▶ **QUOTED TEXT**:
++++++++++++++++++++

David also noticed the speed of learning increased using Tuple, which is easy to miss if you’re only focused on short-term output. When one engineer figures out a better way to use an agentic workflow, that advantage doesn’t help much if it stays in one person’s head.
“I pair way more on AI stuff with our team members. If some team member has a better idea of doing a workflow with AI, everybody wins. The speed of learning when you are just a single person is way less.” — David Paluy, former CTO
Pairing made the learning transferable, and Tuple made pairing easy enough that it actually happened.
David joined Suppli as its founding CTO in 2021, after more than 25 years writing software. He stayed active in the codebase and with his team and was regularly pulled in when a production transaction didn’t look right.
But Suppli is remote, and engineers work across six U.S. states and multiple countries. As the team grew, David ran into a gap with his existing tools: the kind of quick, high-bandwidth collaboration he was used to in person just wasn’t happening. He couldn’t easily walk through a change with a junior engineer or pull two people in to debug an incident spontaneously.
They tried Slack first. It worked for coordination, but not for navigating code together. “I’d say ‘type this, no, not this, go there, not that one,’” David recalls. Audio reliability was also a problem. Sometimes he’d switch to WhatsApp just to get a call that didn’t cut out. Google Meet helped in some situations, but it still didn’t feel like sitting next to someone and working through a problem together.

++++++++++++++++++++

▶ **BRIEF**: Pick up the account of Suppli's remote pair programming after its last sentence and keep writing it. The listing that comes next has no connection to the account of Suppli's remote pair programming.

++++++++++++++++++++

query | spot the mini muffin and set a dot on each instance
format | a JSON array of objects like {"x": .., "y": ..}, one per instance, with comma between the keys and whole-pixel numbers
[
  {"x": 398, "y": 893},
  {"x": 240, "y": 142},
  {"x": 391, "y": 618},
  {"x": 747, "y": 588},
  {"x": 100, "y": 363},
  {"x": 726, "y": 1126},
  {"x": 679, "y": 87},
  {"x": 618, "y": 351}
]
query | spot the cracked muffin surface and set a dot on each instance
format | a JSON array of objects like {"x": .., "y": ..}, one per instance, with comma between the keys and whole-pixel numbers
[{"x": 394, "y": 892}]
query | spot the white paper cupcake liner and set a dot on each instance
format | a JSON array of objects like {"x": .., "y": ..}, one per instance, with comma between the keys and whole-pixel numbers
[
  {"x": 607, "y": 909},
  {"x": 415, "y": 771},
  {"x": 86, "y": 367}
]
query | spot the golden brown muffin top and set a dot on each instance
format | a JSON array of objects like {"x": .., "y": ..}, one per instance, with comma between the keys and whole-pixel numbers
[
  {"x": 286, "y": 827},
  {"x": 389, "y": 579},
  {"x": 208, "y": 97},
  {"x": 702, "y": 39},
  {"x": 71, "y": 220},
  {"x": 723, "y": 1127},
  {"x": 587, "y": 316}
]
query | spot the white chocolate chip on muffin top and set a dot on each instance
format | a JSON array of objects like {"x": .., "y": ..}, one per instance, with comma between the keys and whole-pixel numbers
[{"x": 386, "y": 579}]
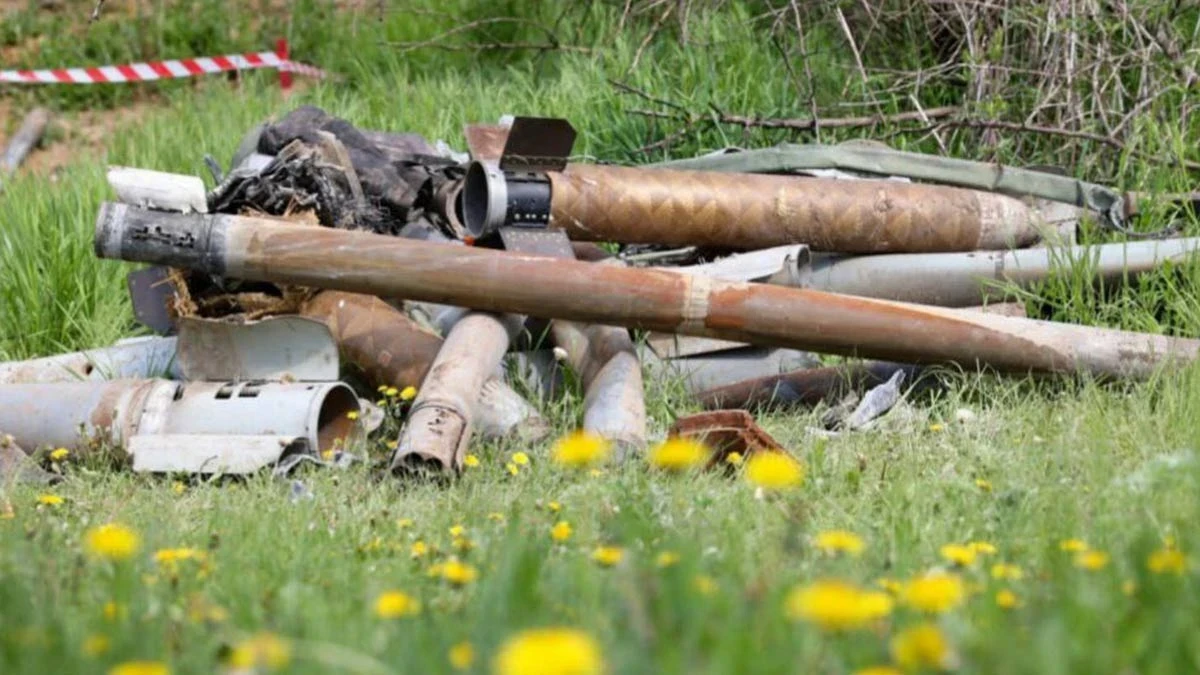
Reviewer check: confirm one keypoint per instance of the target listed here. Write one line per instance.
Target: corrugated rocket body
(257, 249)
(747, 211)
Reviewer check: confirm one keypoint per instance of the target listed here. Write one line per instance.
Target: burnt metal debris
(469, 292)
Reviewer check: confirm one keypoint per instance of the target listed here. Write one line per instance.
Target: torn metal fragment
(725, 431)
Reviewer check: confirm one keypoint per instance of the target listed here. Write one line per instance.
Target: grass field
(1073, 503)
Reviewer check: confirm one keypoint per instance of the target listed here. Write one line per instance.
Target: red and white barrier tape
(162, 70)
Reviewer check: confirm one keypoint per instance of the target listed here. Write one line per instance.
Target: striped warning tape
(161, 70)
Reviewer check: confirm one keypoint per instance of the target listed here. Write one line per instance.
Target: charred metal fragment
(499, 281)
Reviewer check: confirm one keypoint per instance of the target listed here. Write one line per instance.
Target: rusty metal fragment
(747, 211)
(258, 249)
(725, 431)
(390, 350)
(439, 423)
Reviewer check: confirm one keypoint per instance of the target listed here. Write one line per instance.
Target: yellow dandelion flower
(609, 556)
(960, 555)
(1073, 545)
(396, 604)
(262, 650)
(580, 449)
(1007, 571)
(834, 542)
(922, 646)
(889, 585)
(96, 645)
(935, 592)
(457, 572)
(666, 559)
(705, 584)
(678, 454)
(774, 471)
(879, 670)
(549, 651)
(139, 668)
(983, 548)
(462, 656)
(837, 605)
(1091, 561)
(113, 542)
(561, 531)
(1168, 561)
(114, 611)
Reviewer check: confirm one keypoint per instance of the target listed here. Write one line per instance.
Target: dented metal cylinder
(391, 350)
(441, 422)
(73, 414)
(259, 249)
(613, 401)
(747, 211)
(150, 357)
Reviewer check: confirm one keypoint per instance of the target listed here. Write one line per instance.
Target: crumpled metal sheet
(353, 179)
(725, 431)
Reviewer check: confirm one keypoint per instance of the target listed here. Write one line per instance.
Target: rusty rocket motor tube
(264, 250)
(958, 280)
(439, 425)
(745, 210)
(613, 401)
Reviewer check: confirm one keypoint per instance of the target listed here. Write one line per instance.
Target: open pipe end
(334, 424)
(484, 198)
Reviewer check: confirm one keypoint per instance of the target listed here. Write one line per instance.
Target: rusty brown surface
(389, 348)
(747, 211)
(725, 431)
(805, 387)
(661, 300)
(655, 299)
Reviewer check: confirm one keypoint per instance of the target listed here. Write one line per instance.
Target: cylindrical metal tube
(959, 280)
(394, 351)
(259, 249)
(72, 414)
(736, 210)
(613, 401)
(439, 424)
(151, 357)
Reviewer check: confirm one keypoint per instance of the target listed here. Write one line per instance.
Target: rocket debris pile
(467, 291)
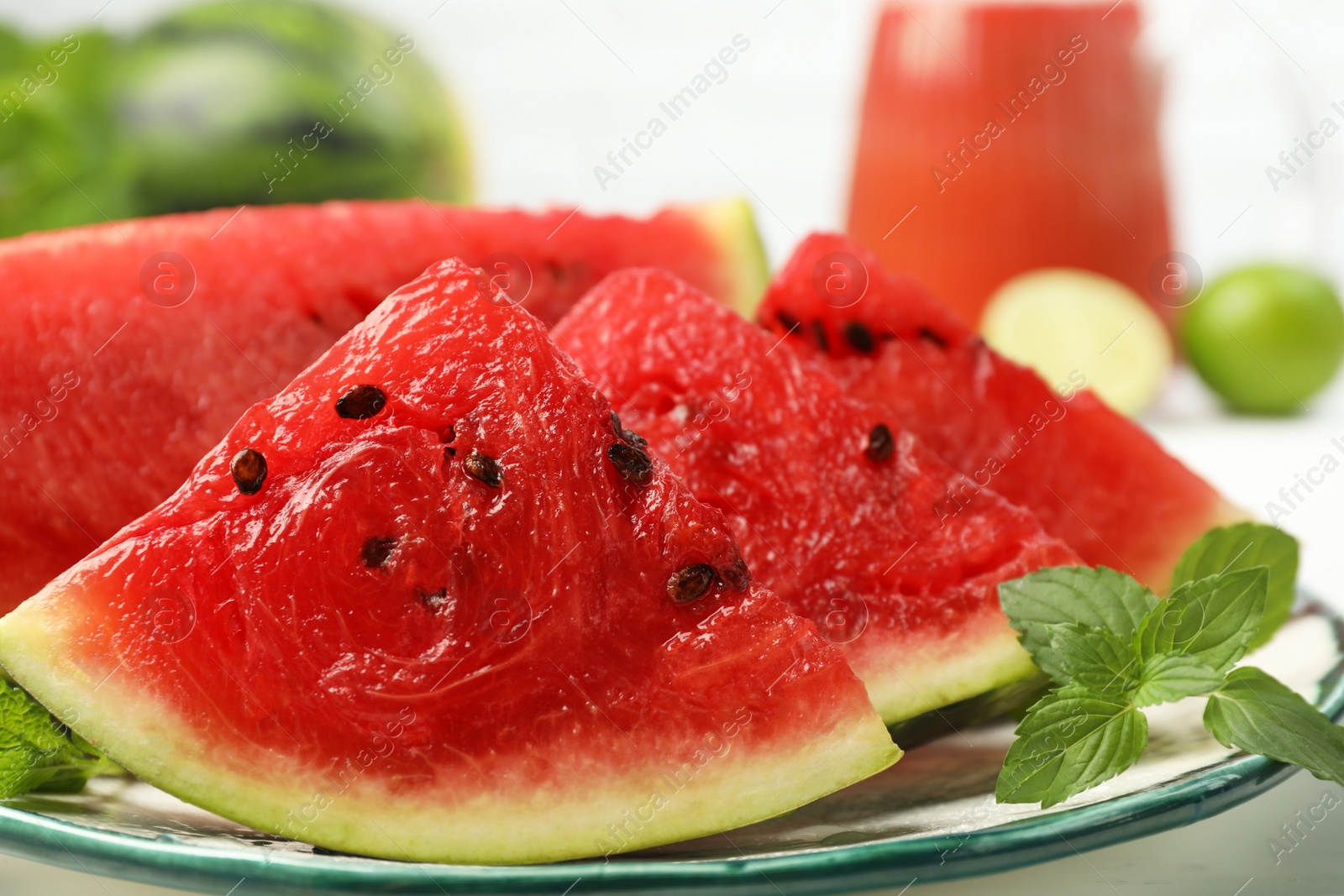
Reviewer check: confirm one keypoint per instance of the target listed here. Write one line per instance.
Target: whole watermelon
(255, 101)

++++++++++++++++++++

▶ **SOLVED EXERCISE**:
The tools they were using weren’t failing dramatically; instead, they were creating just enough friction that folks wouldn’t collaborate unless it was absolutely essential and even then, it wasn’t enjoyable.
David wanted something that made informal pairing feel normal again, like it is when working together in-person. David had heard of Tuple years earlier, so on a whim, he gave it a shot with a few engineers. Tuple quickly spread across the entire team.
“It’s a must-have tool for any engineering team that doesn’t sit in the same room together. You can’t really pair with anything else. Nothing provides the same quality.” — David Paluy, former CTO
Today, Tuple is the default for collaborative work. Whether the team is debugging incidents, reviewing pull requests, talking through architecture decisions, or walking through unfamiliar parts of the codebase, the team chooses Tuple over everything else.
The only real hurdle was getting people to stop reaching for the tool they were used to. Once the team had a few successful sessions with crisp audio and clear and snappy screen share, Tuple became the thing everyone reached for first.